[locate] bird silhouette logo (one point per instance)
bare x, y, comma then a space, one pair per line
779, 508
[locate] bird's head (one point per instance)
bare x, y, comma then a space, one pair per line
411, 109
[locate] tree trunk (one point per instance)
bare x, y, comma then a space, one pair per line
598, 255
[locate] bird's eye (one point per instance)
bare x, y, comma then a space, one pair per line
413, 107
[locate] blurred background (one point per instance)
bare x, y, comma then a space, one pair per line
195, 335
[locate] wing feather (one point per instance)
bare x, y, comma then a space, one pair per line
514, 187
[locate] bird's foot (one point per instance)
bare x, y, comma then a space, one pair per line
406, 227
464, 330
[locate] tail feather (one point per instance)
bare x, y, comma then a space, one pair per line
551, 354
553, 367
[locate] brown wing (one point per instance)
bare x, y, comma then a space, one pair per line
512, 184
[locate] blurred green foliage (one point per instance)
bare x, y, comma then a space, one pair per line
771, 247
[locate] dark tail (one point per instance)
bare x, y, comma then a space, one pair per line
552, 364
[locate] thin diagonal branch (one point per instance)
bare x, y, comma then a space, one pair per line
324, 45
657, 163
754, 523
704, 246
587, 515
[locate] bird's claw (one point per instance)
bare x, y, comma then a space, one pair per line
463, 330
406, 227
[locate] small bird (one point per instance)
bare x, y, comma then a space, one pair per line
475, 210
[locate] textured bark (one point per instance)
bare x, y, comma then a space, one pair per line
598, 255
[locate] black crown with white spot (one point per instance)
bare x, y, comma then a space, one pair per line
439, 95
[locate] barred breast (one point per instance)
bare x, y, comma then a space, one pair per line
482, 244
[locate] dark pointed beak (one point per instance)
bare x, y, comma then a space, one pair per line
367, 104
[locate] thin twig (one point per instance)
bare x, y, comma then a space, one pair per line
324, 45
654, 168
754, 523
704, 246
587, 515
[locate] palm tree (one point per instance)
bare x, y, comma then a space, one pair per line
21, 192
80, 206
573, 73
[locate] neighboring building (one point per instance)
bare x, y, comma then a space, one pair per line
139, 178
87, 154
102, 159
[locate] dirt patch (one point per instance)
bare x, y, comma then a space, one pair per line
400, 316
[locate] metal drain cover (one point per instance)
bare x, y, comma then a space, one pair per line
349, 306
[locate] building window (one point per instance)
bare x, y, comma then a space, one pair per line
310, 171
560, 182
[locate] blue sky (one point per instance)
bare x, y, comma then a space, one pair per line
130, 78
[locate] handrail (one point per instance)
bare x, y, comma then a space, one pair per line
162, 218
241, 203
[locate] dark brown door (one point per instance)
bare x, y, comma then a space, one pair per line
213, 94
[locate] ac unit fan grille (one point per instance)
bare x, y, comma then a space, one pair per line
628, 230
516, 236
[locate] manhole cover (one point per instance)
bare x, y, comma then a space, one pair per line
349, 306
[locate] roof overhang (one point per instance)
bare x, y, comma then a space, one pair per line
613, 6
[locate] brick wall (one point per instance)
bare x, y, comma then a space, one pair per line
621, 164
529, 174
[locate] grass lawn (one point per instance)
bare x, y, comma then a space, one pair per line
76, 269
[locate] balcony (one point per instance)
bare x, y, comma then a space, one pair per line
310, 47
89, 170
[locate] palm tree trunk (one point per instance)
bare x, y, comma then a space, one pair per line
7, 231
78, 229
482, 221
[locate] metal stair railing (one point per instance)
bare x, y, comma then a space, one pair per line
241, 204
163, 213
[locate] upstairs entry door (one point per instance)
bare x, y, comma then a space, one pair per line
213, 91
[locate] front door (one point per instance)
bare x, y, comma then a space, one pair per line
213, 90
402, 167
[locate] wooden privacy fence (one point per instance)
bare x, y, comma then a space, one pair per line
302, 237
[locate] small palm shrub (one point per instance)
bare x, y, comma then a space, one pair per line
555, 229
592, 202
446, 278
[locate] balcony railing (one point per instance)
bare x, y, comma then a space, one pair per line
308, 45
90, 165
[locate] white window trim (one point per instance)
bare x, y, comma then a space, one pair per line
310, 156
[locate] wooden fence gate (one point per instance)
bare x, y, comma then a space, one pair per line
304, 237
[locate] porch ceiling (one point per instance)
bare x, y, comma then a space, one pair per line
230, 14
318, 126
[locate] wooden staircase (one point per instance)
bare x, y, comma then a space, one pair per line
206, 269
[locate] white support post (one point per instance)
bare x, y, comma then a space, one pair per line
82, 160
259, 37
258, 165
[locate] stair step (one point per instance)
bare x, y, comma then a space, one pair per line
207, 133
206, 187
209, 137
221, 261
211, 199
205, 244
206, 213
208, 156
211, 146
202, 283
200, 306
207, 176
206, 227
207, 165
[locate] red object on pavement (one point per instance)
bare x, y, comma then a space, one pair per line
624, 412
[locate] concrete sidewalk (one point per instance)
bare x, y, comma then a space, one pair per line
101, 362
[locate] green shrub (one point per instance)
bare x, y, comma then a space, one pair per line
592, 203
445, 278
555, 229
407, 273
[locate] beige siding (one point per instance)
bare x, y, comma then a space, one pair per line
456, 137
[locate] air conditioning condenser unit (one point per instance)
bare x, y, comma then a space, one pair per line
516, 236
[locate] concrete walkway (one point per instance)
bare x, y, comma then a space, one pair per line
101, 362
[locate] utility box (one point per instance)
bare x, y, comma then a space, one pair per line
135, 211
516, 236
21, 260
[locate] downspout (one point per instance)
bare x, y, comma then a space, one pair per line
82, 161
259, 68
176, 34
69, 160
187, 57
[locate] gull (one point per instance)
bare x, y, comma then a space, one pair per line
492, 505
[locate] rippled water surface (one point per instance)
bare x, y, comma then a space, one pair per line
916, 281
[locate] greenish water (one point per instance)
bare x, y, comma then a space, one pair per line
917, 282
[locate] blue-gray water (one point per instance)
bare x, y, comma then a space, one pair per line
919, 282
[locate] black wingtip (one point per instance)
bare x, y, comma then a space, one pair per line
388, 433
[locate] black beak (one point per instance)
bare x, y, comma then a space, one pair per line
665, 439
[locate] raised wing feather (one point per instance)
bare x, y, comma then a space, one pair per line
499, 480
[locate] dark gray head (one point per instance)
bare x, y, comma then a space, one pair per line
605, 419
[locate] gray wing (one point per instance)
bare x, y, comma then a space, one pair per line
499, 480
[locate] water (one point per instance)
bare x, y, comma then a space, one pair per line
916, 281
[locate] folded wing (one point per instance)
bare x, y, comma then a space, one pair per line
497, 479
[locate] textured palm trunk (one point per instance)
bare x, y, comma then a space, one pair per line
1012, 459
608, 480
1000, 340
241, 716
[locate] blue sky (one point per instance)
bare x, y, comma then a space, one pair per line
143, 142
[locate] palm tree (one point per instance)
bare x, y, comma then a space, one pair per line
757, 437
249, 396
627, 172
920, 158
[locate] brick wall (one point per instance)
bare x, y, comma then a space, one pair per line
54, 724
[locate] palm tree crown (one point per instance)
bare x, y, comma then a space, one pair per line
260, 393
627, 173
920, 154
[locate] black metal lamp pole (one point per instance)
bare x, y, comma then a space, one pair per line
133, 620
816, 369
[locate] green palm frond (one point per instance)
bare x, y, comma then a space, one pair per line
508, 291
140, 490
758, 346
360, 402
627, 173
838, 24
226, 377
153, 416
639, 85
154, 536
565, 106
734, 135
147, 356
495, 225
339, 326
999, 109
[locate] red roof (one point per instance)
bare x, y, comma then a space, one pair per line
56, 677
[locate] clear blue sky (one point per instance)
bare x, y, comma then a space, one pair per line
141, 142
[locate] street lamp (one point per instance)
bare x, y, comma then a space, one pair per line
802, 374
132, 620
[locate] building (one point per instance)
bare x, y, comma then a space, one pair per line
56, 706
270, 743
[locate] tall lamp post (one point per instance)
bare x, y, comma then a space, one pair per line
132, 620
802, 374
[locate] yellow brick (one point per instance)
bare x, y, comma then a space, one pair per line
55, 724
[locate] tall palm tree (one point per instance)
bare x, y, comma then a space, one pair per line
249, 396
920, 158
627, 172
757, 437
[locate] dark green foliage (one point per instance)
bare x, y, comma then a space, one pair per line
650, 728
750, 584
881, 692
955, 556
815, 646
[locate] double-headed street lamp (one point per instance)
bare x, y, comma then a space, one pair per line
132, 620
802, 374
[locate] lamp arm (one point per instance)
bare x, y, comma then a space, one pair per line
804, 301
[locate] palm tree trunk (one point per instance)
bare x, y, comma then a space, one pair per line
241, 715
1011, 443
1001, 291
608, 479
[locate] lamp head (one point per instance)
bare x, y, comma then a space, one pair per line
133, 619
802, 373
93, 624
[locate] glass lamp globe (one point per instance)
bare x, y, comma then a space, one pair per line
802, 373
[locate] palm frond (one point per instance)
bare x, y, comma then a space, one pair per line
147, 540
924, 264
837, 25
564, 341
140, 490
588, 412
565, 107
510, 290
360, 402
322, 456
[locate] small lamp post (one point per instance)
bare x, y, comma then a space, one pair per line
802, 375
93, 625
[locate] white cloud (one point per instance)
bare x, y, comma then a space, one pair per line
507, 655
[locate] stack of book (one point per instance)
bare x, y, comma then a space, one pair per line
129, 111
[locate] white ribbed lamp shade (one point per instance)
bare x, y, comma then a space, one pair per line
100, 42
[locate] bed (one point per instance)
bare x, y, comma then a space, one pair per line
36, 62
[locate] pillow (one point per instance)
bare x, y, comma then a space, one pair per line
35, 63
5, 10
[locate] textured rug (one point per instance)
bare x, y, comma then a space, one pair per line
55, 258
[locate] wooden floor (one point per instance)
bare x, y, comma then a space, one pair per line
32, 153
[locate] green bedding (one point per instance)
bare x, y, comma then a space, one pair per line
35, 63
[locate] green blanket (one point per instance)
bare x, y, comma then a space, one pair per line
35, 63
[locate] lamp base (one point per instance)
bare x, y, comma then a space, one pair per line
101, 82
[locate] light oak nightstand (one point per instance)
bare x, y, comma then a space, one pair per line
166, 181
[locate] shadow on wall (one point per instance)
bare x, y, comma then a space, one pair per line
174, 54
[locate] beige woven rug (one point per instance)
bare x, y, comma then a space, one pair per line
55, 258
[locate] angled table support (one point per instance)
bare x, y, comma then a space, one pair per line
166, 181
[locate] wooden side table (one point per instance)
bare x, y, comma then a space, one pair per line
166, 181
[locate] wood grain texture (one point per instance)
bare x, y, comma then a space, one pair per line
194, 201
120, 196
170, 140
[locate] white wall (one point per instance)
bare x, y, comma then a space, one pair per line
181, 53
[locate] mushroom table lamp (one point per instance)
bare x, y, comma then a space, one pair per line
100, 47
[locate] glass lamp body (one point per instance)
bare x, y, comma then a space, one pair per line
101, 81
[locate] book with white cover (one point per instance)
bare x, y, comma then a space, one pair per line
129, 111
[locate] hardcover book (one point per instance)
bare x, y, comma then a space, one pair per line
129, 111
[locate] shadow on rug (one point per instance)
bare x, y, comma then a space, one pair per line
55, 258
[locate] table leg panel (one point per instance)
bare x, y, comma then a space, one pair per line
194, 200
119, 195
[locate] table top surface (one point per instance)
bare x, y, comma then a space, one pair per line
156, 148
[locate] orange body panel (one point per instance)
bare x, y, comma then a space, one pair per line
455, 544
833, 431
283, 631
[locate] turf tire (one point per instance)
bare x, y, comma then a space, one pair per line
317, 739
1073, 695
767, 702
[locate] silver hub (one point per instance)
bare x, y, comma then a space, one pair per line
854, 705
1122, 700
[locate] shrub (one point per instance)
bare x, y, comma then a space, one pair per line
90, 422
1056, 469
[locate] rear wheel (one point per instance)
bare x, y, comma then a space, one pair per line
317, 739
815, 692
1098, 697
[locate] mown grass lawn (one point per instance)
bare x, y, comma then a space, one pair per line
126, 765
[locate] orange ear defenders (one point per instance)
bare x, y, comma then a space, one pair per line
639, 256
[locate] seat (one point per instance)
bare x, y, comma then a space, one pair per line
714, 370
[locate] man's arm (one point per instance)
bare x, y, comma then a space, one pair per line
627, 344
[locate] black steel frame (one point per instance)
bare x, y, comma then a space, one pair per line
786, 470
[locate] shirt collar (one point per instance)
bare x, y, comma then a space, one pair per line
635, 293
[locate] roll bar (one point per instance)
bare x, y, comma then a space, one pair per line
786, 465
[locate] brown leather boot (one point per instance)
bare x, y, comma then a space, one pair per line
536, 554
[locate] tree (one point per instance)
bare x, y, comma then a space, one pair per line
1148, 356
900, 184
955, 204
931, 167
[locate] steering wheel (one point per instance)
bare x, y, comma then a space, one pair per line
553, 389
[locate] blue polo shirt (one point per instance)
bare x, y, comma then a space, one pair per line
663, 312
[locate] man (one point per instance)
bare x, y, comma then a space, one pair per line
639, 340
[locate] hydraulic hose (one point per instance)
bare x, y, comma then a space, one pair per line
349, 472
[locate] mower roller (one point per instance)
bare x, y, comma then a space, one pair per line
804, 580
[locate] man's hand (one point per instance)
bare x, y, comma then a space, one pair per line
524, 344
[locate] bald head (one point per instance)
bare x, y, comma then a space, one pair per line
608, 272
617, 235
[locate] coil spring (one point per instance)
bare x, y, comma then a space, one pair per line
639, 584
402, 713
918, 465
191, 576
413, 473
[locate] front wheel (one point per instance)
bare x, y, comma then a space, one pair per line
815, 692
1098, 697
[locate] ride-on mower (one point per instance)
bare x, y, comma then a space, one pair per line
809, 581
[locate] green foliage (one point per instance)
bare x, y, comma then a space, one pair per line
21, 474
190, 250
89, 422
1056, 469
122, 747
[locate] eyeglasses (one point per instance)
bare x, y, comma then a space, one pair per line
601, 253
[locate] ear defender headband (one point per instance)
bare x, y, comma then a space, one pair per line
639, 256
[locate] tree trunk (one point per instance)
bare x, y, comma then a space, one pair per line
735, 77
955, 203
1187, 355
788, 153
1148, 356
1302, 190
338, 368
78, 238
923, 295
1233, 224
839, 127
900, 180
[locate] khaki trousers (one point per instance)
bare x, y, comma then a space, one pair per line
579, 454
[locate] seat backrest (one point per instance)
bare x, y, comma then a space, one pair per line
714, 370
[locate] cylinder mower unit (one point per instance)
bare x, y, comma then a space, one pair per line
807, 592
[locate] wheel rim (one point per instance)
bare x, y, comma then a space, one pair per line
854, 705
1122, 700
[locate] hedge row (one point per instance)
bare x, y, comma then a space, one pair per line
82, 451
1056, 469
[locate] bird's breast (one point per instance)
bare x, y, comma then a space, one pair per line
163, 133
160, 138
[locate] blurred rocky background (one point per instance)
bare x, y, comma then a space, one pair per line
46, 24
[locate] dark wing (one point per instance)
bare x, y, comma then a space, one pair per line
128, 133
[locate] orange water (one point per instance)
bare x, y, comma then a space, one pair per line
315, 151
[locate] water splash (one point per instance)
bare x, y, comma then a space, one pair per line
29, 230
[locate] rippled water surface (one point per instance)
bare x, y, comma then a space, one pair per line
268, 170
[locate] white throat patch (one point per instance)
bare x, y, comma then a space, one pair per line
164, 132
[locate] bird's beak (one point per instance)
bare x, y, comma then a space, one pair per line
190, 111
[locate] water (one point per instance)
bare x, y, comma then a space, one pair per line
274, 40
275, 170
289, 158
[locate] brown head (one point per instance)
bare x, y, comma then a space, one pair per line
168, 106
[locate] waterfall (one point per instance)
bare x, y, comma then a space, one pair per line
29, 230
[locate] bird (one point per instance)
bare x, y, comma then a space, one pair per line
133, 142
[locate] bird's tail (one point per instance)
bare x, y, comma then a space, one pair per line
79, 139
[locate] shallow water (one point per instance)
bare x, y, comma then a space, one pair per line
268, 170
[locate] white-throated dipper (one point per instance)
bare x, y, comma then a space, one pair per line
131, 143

§ What to produce
Each line from the one containing "[locate] khaki trousers" to the end of the records should be echoed exactly, and no other line.

§ The output
[locate] khaki trousers (one point per instance)
bare x, y, comma then a space, one pair per line
579, 454
[locate] seat backrest (one point per instance)
bare x, y, comma then a space, one pair per line
714, 370
[locate] cylinder mower unit (one point per instance)
bare x, y, comma then a space, one pair per line
807, 592
[locate] wheel rim (one point per instance)
bare x, y, comma then a space, one pair per line
854, 705
1122, 700
[locate] hedge row (one point per instance)
bare x, y, comma then a space, one pair per line
82, 451
1056, 469
[locate] bird's breast (one point per instance)
bare x, y, comma then a space, one pair per line
163, 133
160, 138
[locate] blurred rocky background (one point per instance)
bare x, y, comma then a space, one pair per line
46, 24
[locate] dark wing (one point per instance)
bare x, y, comma then a space, one pair per line
128, 133
[locate] orange water (one point per instance)
bare x, y, comma then a space, one pair per line
315, 151
[locate] water splash (one point per instance)
bare x, y, comma then a space, one pair per line
29, 230
[locate] rippled water surface (one point per instance)
bare x, y, comma then a space, one pair per line
268, 170
[locate] white throat patch (one point per instance)
bare x, y, comma then a space, one pair per line
164, 132
[locate] bird's beak (one point per instance)
bare x, y, comma then a space, one pair per line
190, 111
[locate] water (one point per instance)
bare x, y, comma then a space, one pair per line
274, 40
275, 170
289, 158
[locate] brown head (one point per instance)
bare x, y, comma then a space, one pair per line
168, 106
[locate] waterfall (one point per instance)
bare x, y, comma then a space, one pair per line
29, 230
[locate] bird (one point per instance)
bare x, y, comma then a space, one pair per line
133, 142
[locate] bird's tail (one point per instance)
bare x, y, comma then a space, one pair per line
79, 139
[locate] shallow water (one point per instance)
bare x, y, comma then a space, one pair per line
268, 170
[locate] white-throated dipper (one point per instance)
bare x, y, comma then a space, one pair per line
131, 143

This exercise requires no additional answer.